- **PROBLEM TO SOLVE**
Each record must be output exactly and in full.

[Dataset entries]

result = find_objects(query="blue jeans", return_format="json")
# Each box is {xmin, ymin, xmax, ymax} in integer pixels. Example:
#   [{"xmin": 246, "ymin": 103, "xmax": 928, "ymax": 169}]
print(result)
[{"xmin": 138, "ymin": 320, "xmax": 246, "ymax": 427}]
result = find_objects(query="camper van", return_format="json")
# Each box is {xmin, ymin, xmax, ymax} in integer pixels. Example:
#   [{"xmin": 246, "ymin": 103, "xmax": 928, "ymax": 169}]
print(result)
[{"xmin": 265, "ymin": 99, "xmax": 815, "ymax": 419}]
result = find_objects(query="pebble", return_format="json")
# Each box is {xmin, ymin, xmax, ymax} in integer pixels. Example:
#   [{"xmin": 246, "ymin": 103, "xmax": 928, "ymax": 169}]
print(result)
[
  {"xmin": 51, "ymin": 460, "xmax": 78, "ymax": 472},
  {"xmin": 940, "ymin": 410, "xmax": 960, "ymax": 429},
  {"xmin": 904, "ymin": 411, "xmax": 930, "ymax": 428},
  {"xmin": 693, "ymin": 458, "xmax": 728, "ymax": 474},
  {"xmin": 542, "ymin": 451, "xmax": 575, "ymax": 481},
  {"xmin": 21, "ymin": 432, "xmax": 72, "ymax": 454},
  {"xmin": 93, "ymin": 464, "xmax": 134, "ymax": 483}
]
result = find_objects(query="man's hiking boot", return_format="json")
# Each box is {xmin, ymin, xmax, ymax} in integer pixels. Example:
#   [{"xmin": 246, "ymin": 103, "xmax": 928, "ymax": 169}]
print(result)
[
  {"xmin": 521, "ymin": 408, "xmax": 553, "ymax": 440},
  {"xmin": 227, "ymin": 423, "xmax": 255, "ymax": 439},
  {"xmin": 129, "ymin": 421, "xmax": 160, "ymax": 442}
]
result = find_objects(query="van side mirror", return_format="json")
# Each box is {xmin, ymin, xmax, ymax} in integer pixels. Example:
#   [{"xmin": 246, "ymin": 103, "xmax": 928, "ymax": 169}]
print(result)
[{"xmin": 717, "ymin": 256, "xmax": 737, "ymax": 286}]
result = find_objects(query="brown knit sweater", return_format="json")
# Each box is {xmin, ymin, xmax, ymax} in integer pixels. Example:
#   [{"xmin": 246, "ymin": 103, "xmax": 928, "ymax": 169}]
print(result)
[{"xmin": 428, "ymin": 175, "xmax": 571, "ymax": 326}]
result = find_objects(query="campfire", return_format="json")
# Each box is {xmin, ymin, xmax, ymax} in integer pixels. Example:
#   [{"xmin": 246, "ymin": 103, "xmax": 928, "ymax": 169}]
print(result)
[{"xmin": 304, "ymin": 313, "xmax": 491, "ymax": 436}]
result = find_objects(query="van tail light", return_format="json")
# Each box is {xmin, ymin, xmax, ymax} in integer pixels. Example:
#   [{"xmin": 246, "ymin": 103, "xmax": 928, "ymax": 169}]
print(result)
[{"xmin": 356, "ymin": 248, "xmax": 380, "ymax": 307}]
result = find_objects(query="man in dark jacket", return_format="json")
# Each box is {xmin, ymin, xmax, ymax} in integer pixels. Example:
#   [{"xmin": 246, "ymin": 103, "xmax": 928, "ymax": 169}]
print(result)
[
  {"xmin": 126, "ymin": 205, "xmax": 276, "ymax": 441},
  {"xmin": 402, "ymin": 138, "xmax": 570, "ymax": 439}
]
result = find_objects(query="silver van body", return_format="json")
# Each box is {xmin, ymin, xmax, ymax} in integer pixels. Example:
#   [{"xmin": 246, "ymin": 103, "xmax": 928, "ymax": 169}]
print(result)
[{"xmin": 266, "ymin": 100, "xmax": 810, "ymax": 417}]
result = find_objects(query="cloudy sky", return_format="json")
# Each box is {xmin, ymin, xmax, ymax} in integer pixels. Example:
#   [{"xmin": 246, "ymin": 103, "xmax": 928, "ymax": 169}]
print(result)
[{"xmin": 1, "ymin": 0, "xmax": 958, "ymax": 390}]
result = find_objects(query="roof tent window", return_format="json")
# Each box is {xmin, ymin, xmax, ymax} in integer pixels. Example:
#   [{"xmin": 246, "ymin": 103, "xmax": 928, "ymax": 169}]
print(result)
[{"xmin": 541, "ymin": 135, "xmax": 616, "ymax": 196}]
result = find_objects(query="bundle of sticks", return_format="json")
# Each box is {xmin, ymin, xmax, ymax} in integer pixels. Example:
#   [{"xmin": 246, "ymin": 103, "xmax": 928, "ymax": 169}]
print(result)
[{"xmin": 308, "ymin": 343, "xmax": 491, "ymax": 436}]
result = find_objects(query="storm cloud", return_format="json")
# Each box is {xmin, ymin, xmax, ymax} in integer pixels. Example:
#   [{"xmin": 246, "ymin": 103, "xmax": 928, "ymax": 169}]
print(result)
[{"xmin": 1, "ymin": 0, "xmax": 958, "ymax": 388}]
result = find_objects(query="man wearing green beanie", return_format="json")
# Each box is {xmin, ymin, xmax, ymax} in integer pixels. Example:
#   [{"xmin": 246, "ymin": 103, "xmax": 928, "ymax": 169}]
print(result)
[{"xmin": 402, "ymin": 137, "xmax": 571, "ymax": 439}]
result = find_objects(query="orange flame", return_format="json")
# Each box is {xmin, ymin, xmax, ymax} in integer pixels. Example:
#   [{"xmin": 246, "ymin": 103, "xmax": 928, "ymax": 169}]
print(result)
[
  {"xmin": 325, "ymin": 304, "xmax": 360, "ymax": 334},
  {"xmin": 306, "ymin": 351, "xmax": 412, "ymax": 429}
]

- **RESULT OF THIS TASK**
result = find_objects(query="blue jeans", return_format="json")
# Each box is {xmin, ymin, xmax, ymax} in integer pixels. Example:
#   [{"xmin": 246, "ymin": 103, "xmax": 928, "ymax": 169}]
print(result)
[{"xmin": 138, "ymin": 320, "xmax": 246, "ymax": 427}]
result = find_objects(query="camper van", return_format="json")
# Each box is {xmin, ymin, xmax, ymax} in integer pixels. Example:
#   [{"xmin": 246, "ymin": 103, "xmax": 928, "ymax": 169}]
print(result)
[{"xmin": 265, "ymin": 99, "xmax": 815, "ymax": 419}]
result = find_objects(query="pebble", return_format="json")
# Each box is {xmin, ymin, xmax, ymax} in integer pixels. Example:
#   [{"xmin": 246, "ymin": 103, "xmax": 928, "ymax": 169}]
print(result)
[
  {"xmin": 51, "ymin": 460, "xmax": 78, "ymax": 472},
  {"xmin": 940, "ymin": 410, "xmax": 960, "ymax": 429},
  {"xmin": 904, "ymin": 411, "xmax": 930, "ymax": 428},
  {"xmin": 693, "ymin": 458, "xmax": 728, "ymax": 474},
  {"xmin": 542, "ymin": 451, "xmax": 575, "ymax": 481},
  {"xmin": 21, "ymin": 432, "xmax": 72, "ymax": 454},
  {"xmin": 93, "ymin": 464, "xmax": 134, "ymax": 483}
]
result = find_objects(query="man's hiking boot", return_format="json")
# Each box is {xmin, ymin, xmax, ymax} in integer pixels. Example:
#   [{"xmin": 246, "ymin": 103, "xmax": 928, "ymax": 169}]
print(result)
[
  {"xmin": 521, "ymin": 408, "xmax": 553, "ymax": 440},
  {"xmin": 227, "ymin": 423, "xmax": 255, "ymax": 439},
  {"xmin": 129, "ymin": 421, "xmax": 160, "ymax": 442}
]
result = find_objects(query="van side mirror", return_format="json")
# Each box is {xmin, ymin, xmax, ymax} in integer pixels. Example:
#   [{"xmin": 246, "ymin": 103, "xmax": 928, "ymax": 169}]
print(result)
[{"xmin": 717, "ymin": 256, "xmax": 737, "ymax": 286}]
result = find_objects(query="brown knit sweater", return_format="json")
# Each box is {xmin, ymin, xmax, ymax} in integer pixels. Example:
#   [{"xmin": 246, "ymin": 103, "xmax": 928, "ymax": 169}]
print(result)
[{"xmin": 428, "ymin": 175, "xmax": 571, "ymax": 326}]
result = find_objects(query="campfire", return_format="json")
# Each box is {xmin, ymin, xmax, ymax} in integer pixels. Example:
#   [{"xmin": 246, "ymin": 103, "xmax": 928, "ymax": 169}]
print(result)
[{"xmin": 304, "ymin": 313, "xmax": 491, "ymax": 436}]
result = find_objects(query="van tail light", return_format="json")
# Each box is {xmin, ymin, xmax, ymax} in integer pixels. Example:
#   [{"xmin": 246, "ymin": 103, "xmax": 928, "ymax": 169}]
print(result)
[{"xmin": 356, "ymin": 248, "xmax": 380, "ymax": 307}]
result = find_objects(query="man in dark jacket", return_format="json")
# Each box is {xmin, ymin, xmax, ymax} in integer pixels. Example:
#   [{"xmin": 246, "ymin": 103, "xmax": 928, "ymax": 169}]
print(result)
[
  {"xmin": 126, "ymin": 205, "xmax": 276, "ymax": 441},
  {"xmin": 402, "ymin": 138, "xmax": 570, "ymax": 439}
]
result = find_objects(query="silver van body", return_format="json")
# Each box is {xmin, ymin, xmax, ymax} in integer pixels. Example:
#   [{"xmin": 246, "ymin": 103, "xmax": 928, "ymax": 169}]
print(result)
[{"xmin": 266, "ymin": 100, "xmax": 810, "ymax": 417}]
result = find_objects(query="cloudy sky", return_format="json")
# Each box is {xmin, ymin, xmax, ymax} in integer pixels. Example:
#   [{"xmin": 246, "ymin": 103, "xmax": 928, "ymax": 169}]
print(result)
[{"xmin": 1, "ymin": 0, "xmax": 958, "ymax": 390}]
result = find_objects(query="roof tent window", return_format="json")
# Each box is {xmin, ymin, xmax, ymax} in integer pixels. Example:
#   [{"xmin": 246, "ymin": 103, "xmax": 928, "ymax": 169}]
print(result)
[{"xmin": 541, "ymin": 135, "xmax": 616, "ymax": 196}]
result = find_objects(query="bundle of sticks", return_format="json")
# Each box is {xmin, ymin, xmax, ymax} in integer pixels. Example:
#   [{"xmin": 246, "ymin": 103, "xmax": 928, "ymax": 169}]
print(result)
[{"xmin": 308, "ymin": 343, "xmax": 491, "ymax": 436}]
result = find_objects(query="storm cloud", return_format="json")
# Each box is {xmin, ymin, xmax, ymax} in integer pixels. Example:
#   [{"xmin": 246, "ymin": 103, "xmax": 928, "ymax": 169}]
print(result)
[{"xmin": 1, "ymin": 0, "xmax": 958, "ymax": 388}]
result = find_objects(query="man wearing green beanie", return_format="json")
# Each box is {xmin, ymin, xmax, ymax} in integer pixels. Example:
#   [{"xmin": 246, "ymin": 103, "xmax": 928, "ymax": 169}]
print(result)
[{"xmin": 402, "ymin": 137, "xmax": 571, "ymax": 439}]
result = find_objects(query="orange flame", return_format="json")
# Each box is {xmin, ymin, xmax, ymax} in integer pixels. Example:
#   [{"xmin": 246, "ymin": 103, "xmax": 928, "ymax": 169}]
print(result)
[
  {"xmin": 325, "ymin": 304, "xmax": 360, "ymax": 334},
  {"xmin": 306, "ymin": 351, "xmax": 412, "ymax": 429}
]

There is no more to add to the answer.